:: DOCUMENT SOURCE ::
____________________

Ils sont fermiers, chômeurs, ex-policiers, coiffeurs, garagistes souvent anciens combattants. Ces hommes et plus rarement ces femmes se sont constitués en groupes paramilitaires prêts à combattre pour des causes qui bien souvent semblent d’inspiration paranoïaque. Ils font partie de ce qu’on appelle aux États-Unis le mouvement milicien.
Sa nature a évolué mais le phénomène n’est pas nouveau. Dès la guerre d’indépendance on trouve des miliciens. Dans la région de Concord, par exemple Les Minutemen du Massachussetts ne faisaient pas partie des troupes régulières de la colonie.
Ces citoyens devaient s’armer eux-mêmes et avaient fait serment d’être prêts à combattre sans délai en cas d’agression (1). Ils s’illustrèrent entre autres en 1774 dans la bataille de Lexington et Concord, premier affrontement qui opposa les habitants des 13 colonies aux troupes britanniques qui venaient mater la rébellion …
Obsession identitaire
Cette référence historique n’est pas anodine. Elle explique en partie un aspect de la mythologie des miliciens et de celle de leurs sympathisants, qui se plaisent à fonder leur légitimité sur la grande tradition patriotique révolutionnaire américaine. La lutte contre l’autorité devient rébellion contre l’oppression. L’obsession identitaire devient autodéfense contre la menace de l’autre, de l’étranger.
Dans les années soixante d’ailleurs, un militant de droite, Robert De Pugh obsédé par la crainte d’une insurrection communiste, utilisa le terme « Minutemen » pour son organisation dont les membres étaient appelés à stocker des armes en vue d’une contre-révolution.
Plus tard encore, au début des années 2000, Cris Simcox créa le Minuteman Civil Defense Corps pour lutter contre l’immigration clandestine mexicaine. Ses patrouilles armées surveillaient la frontière pour pallier, disaient-ils , les politiques laxistes d’Obama et Biden.
En dehors de leur référence historique commune rien ne caractérise particulièrement ces deux milices par rapport aux dizaines d’autres qui forment cette galaxie protéiforme que le FBI a baptisée « le mouvement milicien ».
On oublie parfois que le second amendement de la Constitution qui garantit aux citoyens le droit de porter des armes le fait explicitement dans le but de former des milices citoyennes celles-ci étant nécessaires selon les pères fondateurs, à la sécurité d’un État libre.
En joue avec un Kalachnikov
Les temps ont peut-être changé mais pas le deuxième amendement.
Le premier quant à lui, garantit la liberté de parole et la liberté d’expression politique et religieuse. Il forme avec le second un dangereux cocktail.

____________________

Entrées d'un jeu d'annotations par points:
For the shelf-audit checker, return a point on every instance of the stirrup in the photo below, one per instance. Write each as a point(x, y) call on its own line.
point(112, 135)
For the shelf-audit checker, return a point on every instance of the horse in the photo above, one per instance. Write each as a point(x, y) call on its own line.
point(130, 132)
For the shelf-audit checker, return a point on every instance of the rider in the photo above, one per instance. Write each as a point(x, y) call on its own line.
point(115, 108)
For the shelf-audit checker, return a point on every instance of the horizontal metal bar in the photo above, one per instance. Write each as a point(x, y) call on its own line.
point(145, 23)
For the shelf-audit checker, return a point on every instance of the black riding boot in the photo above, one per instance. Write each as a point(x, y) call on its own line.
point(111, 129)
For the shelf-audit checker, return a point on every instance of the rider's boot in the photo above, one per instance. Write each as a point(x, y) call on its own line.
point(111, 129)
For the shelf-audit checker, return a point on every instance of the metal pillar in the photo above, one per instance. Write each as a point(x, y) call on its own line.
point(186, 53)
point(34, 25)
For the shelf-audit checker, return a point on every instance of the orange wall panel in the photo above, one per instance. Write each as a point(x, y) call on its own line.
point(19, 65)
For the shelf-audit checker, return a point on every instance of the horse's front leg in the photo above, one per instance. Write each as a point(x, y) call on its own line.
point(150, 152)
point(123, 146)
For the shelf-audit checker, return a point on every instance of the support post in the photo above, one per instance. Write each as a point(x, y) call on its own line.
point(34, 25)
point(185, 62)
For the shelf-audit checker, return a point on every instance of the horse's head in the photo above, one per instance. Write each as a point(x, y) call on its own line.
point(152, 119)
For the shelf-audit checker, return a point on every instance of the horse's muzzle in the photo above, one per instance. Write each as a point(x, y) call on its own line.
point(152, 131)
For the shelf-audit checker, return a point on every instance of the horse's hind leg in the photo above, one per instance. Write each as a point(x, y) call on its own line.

____________________

:: CONSIGNES DE L'EXERCICE ::
1) D'après le texte sur le mouvement milicien américain, pourquoi la référence historique aux Minutemen n'est-elle pas anodine ? Répondez en une à trois phrases.
2) Reproduisez fidèlement le passage du texte sur le mouvement milicien américain qui commence à « Plus tard encore, au » et s'achève à « d’Obama et Biden. ».

:: RÉPONSES COMPLÈTES ::
1) Elle explique en partie un aspect de la mythologie des miliciens et de leurs sympathisants, qui se plaisent à fonder leur légitimité sur la grande tradition patriotique révolutionnaire américaine. La lutte contre l'autorité devient ainsi rébellion contre l'oppression, et l'obsession identitaire devient autodéfense contre la menace de l'autre, de l'étranger.

2)
Plus tard encore, au début des années 2000, Cris Simcox créa le Minuteman Civil Defense Corps pour lutter contre l’immigration clandestine mexicaine. Ses patrouilles armées surveillaient la frontière pour pallier, disaient-ils , les politiques laxistes d’Obama et Biden.